Reading passage:

^^^^

I have, in the last 24 months, been studying two disparate sciences, which have ‘magically joined-hands’ for me in a meaningful way. I have been studying cognitive science by Lakoff & Johnson, and psychoanalysis by Becker.

Psychoanalysis uses the unconscious as an instrument for therapy and for comprehending the nature of our species. Cognitive science provides us with empirically based scientific theories that illuminate how the unconscious manages to be such a dominant factor in human behavior.

These sciences represent, for me (perhaps not for you because they may be interested knowledge to you), what I call disinterested knowledge; I study them, not because there is money-in-it, but because I wish to understand what they can mean to me. As separate sciences they have become meaningful but it is in their confluence that I have found each to enrich the other and together to form a meaningful and satisfying experience.

I have found reason to believe that this experience of connection might correctly be called an artistic experience. We do not need an exceptional talent to ‘do art’; we all can practice the art form just with our ordinary talents.

Cognitive science informs me as to how our earliest, common, every-day type of experiences becomes an integral part of our complex abstract ideas and our symbolically driven sense of reality. Our neural structures that result from many of our experiences, especially our very earliest experiences as infants, become an integrated part of later neurological structures of abstract concepts that we develop throughout our life. One might think of these ‘primary experiences’ as forming a kind of herbal seasoning that ‘season’ the abstract concepts we develop constantly in life.

These early cognitive structures, these early neural structures resulting from first experiences, these early ideas formed by experience become ‘primary metaphors’. These neural structures season many of our abstract ideas that we create later in life because these structures act like metaphors for later abstract ideas. Our unconscious maps (transfers the structure) copies of these primary metaphors onto subjective ideas and thus these later subjective ideas have copies of primary experiences as permanent parts of these subjective abstract ideas.

^^^^

(Natural-language object grounding data)
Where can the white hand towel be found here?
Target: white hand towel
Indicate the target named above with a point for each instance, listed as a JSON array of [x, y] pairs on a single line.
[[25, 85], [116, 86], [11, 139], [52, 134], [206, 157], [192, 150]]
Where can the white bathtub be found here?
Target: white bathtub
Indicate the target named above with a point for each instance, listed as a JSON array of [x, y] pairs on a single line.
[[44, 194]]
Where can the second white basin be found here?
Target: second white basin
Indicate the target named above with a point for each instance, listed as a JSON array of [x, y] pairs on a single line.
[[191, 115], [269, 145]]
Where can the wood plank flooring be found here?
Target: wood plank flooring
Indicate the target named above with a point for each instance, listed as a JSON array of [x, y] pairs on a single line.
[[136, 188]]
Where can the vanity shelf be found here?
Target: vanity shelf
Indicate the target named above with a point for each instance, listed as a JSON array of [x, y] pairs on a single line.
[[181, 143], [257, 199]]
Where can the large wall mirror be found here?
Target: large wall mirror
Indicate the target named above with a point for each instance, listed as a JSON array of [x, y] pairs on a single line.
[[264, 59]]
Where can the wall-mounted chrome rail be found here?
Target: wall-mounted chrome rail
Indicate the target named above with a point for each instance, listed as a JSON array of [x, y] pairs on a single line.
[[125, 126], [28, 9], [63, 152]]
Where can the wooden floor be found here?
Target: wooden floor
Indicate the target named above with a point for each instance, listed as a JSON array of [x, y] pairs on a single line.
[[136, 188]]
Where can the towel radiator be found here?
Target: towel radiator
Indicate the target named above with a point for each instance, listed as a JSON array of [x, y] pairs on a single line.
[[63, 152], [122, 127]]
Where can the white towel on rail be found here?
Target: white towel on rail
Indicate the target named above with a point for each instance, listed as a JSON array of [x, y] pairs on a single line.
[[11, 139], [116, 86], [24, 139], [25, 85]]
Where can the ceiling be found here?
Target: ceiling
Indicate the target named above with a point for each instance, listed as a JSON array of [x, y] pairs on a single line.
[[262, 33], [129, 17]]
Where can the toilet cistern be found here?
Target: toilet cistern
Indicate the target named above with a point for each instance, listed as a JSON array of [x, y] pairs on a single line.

^^^^

Task prompt:
From the passage on cognitive science and psychoanalysis, return everything from "Cognitive science informs" down to "constantly in life.".

Response:
Cognitive science informs me as to how our earliest, common, every-day type of experiences becomes an integral part of our complex abstract ideas and our symbolically driven sense of reality. Our neural structures that result from many of our experiences, especially our very earliest experiences as infants, become an integrated part of later neurological structures of abstract concepts that we develop throughout our life. One might think of these ‘primary experiences’ as forming a kind of herbal seasoning that ‘season’ the abstract concepts we develop constantly in life.